Consigne 1 – Modifie le passage du texte sur l'école de Düsseldorf qui commence aux mots « 1954, après un » et s'arrête après « du dessin d’architecture. », en y remplaçant « Italie » par « Espagne ».
Consigne 2 – Sélectionne toutes les lignes de la liste qui contiennent la chaîne « window », en respectant la casse.

Extrait de texte –
+ + + +

Fruit d'une collaboration entre la Kunstsammlung Nordrhein-Westfalen (K20K21) et le Musée d'Art Moderne de la Ville de Paris / ARC, cette exposition s'inscrit dans le cadre de la Saison France - Rhénanie du Nord-Westphalie. 16O œuvres sélectionnées donnent à voir, pour la première fois en France la diversité et la richesse de la photographie de l’école Allemande de Düsseldorf des années 1970 à nos jours, avec Lothar Baumgarten, Bernd et Hilla Becher, Laurenz Berges, Elger Esser, Hans-Peter Feldmann, Andreas Gursky, Candida Höfer, Axel Hütte, Klaus Mettig, Simone Nieweg, Sigmar Polke, Gerhard Richter, Thomas Ruff, Jörg Sasse, Ursula Schulz-Dornburg, Katharina Sieverding, Beat Streuli, Thomas Struth, Petra Wunderlich.
Bernd et Hilla Becher
Bernhard (Bernd) Becher est né le 20 août 1931 dans la ville minière de Siegen en Allemagne. La maison familiale, où il grandit se trouve à côté du « Hainer Hütte », l’aciérie. De son jardin, il entend et sent les choses qui s’y passent.
Il apprend la peinture, la décoration et la lithographie à l’Académie des beaux-arts de Stuttgart de 1953 à 1956, au côté de Karl Rössing (peintre), puis la typographie à la « Staatliche Kunstakademie » de Düsseldorf de 1957 à 1961.
1954, après un apprentissage au sein de l’entreprise de son père, comme peintre et décorateur, il passe une période en Italie à parfaire sa pratique du dessin d’architecture.
Pendant ses vacances, il revient chez ses parents, et commence à peindre des paysages de sa région natale avant d’utiliser la photographie en 1957, qui lui sert de matière pour ses gouaches et ses lithographies.

+ + + +

Données fournies –
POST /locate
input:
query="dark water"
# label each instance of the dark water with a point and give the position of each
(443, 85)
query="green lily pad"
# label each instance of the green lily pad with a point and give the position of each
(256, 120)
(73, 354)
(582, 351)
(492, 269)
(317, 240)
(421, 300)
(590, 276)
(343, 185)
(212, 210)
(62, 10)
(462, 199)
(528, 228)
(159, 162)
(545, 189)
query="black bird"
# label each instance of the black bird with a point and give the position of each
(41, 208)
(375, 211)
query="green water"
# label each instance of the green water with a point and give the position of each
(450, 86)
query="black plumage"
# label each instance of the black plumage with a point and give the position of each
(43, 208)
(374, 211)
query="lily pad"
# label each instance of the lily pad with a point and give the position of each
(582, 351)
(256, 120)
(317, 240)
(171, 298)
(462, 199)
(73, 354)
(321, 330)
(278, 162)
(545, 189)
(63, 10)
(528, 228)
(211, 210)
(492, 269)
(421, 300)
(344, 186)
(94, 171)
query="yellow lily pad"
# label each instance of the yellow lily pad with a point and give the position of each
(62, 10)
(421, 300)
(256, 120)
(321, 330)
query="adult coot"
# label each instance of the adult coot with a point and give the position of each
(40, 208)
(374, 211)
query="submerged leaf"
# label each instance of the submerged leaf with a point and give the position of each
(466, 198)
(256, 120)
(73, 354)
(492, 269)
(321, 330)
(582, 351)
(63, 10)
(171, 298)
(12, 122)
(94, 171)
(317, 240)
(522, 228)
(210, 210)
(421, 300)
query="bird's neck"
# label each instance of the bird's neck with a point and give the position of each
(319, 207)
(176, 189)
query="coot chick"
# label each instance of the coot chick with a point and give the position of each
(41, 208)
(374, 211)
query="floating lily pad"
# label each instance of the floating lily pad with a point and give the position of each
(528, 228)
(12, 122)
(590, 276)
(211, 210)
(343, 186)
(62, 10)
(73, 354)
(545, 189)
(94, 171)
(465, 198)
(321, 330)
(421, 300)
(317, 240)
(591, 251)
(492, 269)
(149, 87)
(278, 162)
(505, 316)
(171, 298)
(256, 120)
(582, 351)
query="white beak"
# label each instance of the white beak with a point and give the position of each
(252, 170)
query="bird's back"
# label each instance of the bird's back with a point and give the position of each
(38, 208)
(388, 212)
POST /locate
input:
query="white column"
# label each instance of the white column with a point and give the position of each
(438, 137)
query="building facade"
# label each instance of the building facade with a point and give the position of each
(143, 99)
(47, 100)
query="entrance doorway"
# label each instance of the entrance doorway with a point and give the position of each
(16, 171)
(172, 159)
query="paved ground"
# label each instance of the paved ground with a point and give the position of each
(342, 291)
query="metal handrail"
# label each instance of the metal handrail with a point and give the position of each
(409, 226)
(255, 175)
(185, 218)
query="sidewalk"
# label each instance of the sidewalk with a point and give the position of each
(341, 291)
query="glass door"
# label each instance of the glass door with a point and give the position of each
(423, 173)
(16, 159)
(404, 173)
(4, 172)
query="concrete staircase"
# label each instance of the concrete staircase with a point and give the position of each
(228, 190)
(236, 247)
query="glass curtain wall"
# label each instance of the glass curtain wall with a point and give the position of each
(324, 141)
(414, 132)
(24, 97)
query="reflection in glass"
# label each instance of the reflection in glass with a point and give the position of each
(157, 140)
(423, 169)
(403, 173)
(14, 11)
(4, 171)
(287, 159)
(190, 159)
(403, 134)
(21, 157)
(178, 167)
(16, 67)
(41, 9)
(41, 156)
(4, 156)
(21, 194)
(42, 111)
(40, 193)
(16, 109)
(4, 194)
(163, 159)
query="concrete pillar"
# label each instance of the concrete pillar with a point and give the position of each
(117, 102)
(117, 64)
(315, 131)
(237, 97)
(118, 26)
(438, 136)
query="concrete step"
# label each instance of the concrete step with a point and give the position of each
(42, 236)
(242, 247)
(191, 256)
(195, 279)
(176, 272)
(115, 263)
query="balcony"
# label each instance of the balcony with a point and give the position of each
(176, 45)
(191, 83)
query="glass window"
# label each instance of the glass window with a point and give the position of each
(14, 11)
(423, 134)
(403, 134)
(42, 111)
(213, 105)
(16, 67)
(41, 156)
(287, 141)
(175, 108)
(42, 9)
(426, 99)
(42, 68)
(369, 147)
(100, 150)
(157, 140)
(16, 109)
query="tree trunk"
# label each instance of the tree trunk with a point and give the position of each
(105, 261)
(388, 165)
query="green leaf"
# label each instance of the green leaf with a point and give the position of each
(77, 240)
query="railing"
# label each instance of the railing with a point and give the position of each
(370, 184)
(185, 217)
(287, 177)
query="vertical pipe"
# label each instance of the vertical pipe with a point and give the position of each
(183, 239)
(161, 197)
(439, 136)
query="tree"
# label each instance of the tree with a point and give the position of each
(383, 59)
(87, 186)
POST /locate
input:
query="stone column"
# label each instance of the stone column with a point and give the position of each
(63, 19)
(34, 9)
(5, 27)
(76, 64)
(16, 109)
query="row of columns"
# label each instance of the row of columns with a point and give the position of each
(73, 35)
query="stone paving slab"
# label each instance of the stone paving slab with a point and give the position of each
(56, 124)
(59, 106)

+ + + +

Réponse complète 1 –
1954, après un apprentissage au sein de l’entreprise de son père, comme peintre et décorateur, il passe une période en Espagne à parfaire sa pratique du dessin d’architecture.

Réponse complète 2 –
query="glass window"
# label each instance of the glass window with a point and give the position of each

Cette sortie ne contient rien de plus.